Jernigan v. Jernigan

Decision Date20 March 1946
Docket Number237
Citation37 S.E.2d 493,226 N.C. 204
PartiesJERNIGAN et al. v. JERNIGAN et al.
CourtNorth Carolina Supreme Court

Petition to sell land for partition.

It is alleged that the feme petitioners and respondents, as the only children and heirs at law of Susan Jernigan, deceased are tenants in common by inheritance of a tract of land in Johnston County, containing 88 1/2 acres, which their mother left undevised at the time of her death, October 27, 1943.

The respondents denied the cotenancy and pleaded sole seizin, R A. Jernigan to part of the land under deed from his father and mother, and Minnie (Jernigan) Raynor to the remainder consisting of 42 3/4 acres, under deed executed by her widowed mother May 26, 1941, and registered the same day.

The petitioners replied and attacked the validity of both deeds on the ground of alleged undue influence in their procurement. The claim of R. A. Jernigan was settled by consent judgment. The case was then tried out on the issue raised by the feme respondent's plea.

The jury returned the following verdict:

'1. Was the execution of the deed from Susan Jernigan to Minnie Raynor, dated May 26, 1941, procured by undue influence exerted by the said Minnie Raynor upon the said Susan Jernigan as alleged in the plaintiffs' pleadings? Answer No.'

From judgment on the verdict adjudging the respondent, Minnie Raynor, to be the owner of the 42 3/4 acres in question, the petitioners appeal, assigning errors.

■ Recorded data
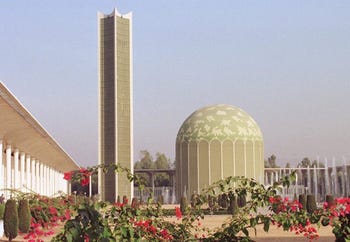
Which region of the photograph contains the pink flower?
[63,171,73,181]
[175,207,182,219]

■ The exercise
Decide whether each statement below agrees with the Jernigan v. Jernigan case summary, answering yes or no and quoting the words of the case summary that decide it. 1. Susan Jernigan died on October 27, 1943. 2. The tract of land in Johnston County contains 42 3/4 acres in total. 3. The jury found that undue influence by Minnie Raynor procured the deed from Susan Jernigan.

■ The reply
1. Yes: "which their mother left undevised at the time of her death, October 27, 1943."
2. No: "a tract of land in Johnston County, containing 88 1/2 acres"
3. No: "procured by undue influence exerted by the said Minnie Raynor upon the said Susan Jernigan as alleged in the plaintiffs' pleadings? Answer No."